Input:
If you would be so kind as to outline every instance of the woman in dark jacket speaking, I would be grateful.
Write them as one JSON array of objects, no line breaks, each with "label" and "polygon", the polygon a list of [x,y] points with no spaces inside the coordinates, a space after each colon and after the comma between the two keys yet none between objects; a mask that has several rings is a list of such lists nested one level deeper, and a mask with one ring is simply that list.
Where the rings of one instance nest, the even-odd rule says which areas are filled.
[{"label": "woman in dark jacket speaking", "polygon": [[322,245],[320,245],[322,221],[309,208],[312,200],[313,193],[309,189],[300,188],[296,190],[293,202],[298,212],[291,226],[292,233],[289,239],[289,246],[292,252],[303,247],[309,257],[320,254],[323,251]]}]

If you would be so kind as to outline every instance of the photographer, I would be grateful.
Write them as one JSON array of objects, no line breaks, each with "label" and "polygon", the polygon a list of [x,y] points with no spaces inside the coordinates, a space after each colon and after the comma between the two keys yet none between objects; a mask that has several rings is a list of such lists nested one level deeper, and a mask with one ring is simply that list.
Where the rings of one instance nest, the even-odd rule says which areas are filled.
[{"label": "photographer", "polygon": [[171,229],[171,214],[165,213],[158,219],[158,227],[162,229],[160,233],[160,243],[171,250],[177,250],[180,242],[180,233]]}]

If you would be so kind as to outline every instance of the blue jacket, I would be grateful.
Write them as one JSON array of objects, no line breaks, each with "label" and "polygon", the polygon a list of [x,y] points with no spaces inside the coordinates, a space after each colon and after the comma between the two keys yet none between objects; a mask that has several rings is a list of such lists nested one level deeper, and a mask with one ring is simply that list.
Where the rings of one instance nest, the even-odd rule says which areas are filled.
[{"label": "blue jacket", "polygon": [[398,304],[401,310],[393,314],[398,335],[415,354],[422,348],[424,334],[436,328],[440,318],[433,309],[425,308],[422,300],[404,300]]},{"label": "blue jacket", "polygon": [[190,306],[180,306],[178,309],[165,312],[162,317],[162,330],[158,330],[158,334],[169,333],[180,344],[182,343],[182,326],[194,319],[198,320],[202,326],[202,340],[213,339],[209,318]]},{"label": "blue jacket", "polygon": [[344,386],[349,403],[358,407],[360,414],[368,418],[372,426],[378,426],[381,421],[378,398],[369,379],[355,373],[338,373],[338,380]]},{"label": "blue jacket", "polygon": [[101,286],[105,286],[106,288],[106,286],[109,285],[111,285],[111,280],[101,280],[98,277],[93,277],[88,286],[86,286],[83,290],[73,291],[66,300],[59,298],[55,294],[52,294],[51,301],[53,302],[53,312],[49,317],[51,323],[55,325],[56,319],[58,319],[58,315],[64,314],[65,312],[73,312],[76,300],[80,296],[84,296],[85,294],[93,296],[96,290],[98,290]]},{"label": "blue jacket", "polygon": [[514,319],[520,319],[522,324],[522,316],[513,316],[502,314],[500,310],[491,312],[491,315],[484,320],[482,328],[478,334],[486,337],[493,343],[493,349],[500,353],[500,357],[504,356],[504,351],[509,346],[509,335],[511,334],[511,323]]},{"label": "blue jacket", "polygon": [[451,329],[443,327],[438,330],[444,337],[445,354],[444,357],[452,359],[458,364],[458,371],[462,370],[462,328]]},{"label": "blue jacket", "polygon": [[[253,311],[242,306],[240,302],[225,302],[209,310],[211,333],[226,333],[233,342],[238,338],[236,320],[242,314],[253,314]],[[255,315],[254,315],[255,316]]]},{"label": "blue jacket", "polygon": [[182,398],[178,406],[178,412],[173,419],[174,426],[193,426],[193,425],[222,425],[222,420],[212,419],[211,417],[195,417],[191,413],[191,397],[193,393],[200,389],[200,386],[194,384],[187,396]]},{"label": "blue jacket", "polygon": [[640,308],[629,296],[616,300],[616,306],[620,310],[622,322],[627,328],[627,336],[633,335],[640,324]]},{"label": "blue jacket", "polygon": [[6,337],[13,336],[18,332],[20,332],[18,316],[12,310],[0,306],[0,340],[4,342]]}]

Task to carry out:
Each entry must be set down exactly as it appears.

Result for this task:
If you would be so kind as to outline every instance of the woman in dark jacket speaking, I would be grateful.
Write them as one JSON array of objects, no line breaks, each with "label" and "polygon", the polygon a list of [x,y] points with no spaces inside the coordinates, a space after each colon and after the comma between the two keys yet none between objects; a mask that has several rings is a list of such lists nested one level deeper, and a mask with one ring is simply that list.
Where the rings of one instance nest, the even-odd rule says which areas are filled.
[{"label": "woman in dark jacket speaking", "polygon": [[322,245],[320,245],[322,221],[309,208],[312,200],[313,193],[309,189],[300,188],[296,190],[293,202],[298,212],[291,226],[292,233],[289,239],[289,246],[292,252],[303,247],[309,257],[320,254],[323,251]]}]

If you would be so kind as to outline every instance of the photographer, I would be grateful.
Write them as one JSON array of objects, no line breaks, each with "label" and "polygon", the polygon a list of [x,y] points with no spaces inside the coordinates, a space after each colon and after the comma between the two keys yet none between objects; a mask that has several rings is a list of such lists nested one level deeper, and a mask with one ring is simply that list.
Where the rings of one instance nest, the even-odd rule says which areas are filled.
[{"label": "photographer", "polygon": [[171,229],[171,214],[165,213],[158,219],[158,227],[162,229],[160,233],[160,243],[171,250],[177,250],[180,242],[180,233]]}]

If you would be so kind as to outline every instance of the blue jacket, I would be grateful.
Write them as one JSON array of objects, no line breaks, each with "label" and "polygon", the polygon a list of [x,y] points with no spaces inside the coordinates, a space after each colon and after the comma between the two keys yet none between objects; a mask that has several rings is a list of such lists nested one level deeper, and a mask with one ring is simply that list.
Where the rings of one instance nest, the even-odd rule says which areas are filled.
[{"label": "blue jacket", "polygon": [[398,304],[401,310],[393,314],[398,335],[415,354],[422,348],[424,334],[436,328],[440,318],[433,309],[425,308],[422,300],[404,300]]},{"label": "blue jacket", "polygon": [[190,306],[180,306],[178,309],[165,312],[162,317],[162,330],[158,330],[158,334],[169,333],[180,344],[182,343],[182,326],[194,319],[198,320],[202,326],[202,340],[213,339],[209,318]]},{"label": "blue jacket", "polygon": [[344,386],[349,403],[358,407],[360,414],[368,418],[372,426],[378,426],[381,421],[378,398],[369,379],[355,373],[338,373],[338,380]]},{"label": "blue jacket", "polygon": [[101,286],[105,286],[106,288],[106,286],[109,285],[111,285],[111,280],[101,280],[98,277],[93,277],[88,286],[86,286],[83,290],[73,291],[66,300],[59,298],[55,294],[52,294],[51,301],[53,302],[53,312],[49,317],[51,323],[55,325],[56,319],[58,319],[58,315],[64,314],[65,312],[73,312],[76,300],[80,296],[84,296],[85,294],[93,296],[96,290],[98,290]]},{"label": "blue jacket", "polygon": [[514,319],[520,319],[522,324],[522,316],[513,316],[502,314],[500,310],[491,312],[491,315],[484,320],[482,328],[478,334],[486,337],[493,343],[493,349],[500,353],[500,357],[504,356],[504,351],[509,346],[509,335],[511,334],[511,323]]},{"label": "blue jacket", "polygon": [[451,329],[443,327],[438,330],[444,337],[445,354],[444,357],[452,359],[458,364],[458,371],[462,370],[462,328]]},{"label": "blue jacket", "polygon": [[[253,311],[242,306],[240,302],[225,302],[209,310],[211,333],[226,333],[233,342],[238,338],[236,320],[242,314],[253,314]],[[255,315],[254,315],[255,316]]]},{"label": "blue jacket", "polygon": [[182,398],[178,406],[178,412],[173,419],[174,426],[193,426],[193,425],[222,425],[222,420],[212,419],[211,417],[195,417],[191,413],[191,397],[193,393],[200,389],[200,386],[194,384],[187,396]]},{"label": "blue jacket", "polygon": [[640,308],[629,296],[616,300],[616,306],[620,310],[622,322],[627,328],[627,336],[633,335],[640,324]]},{"label": "blue jacket", "polygon": [[6,337],[13,336],[18,332],[20,332],[18,316],[12,310],[0,306],[0,340],[4,342]]}]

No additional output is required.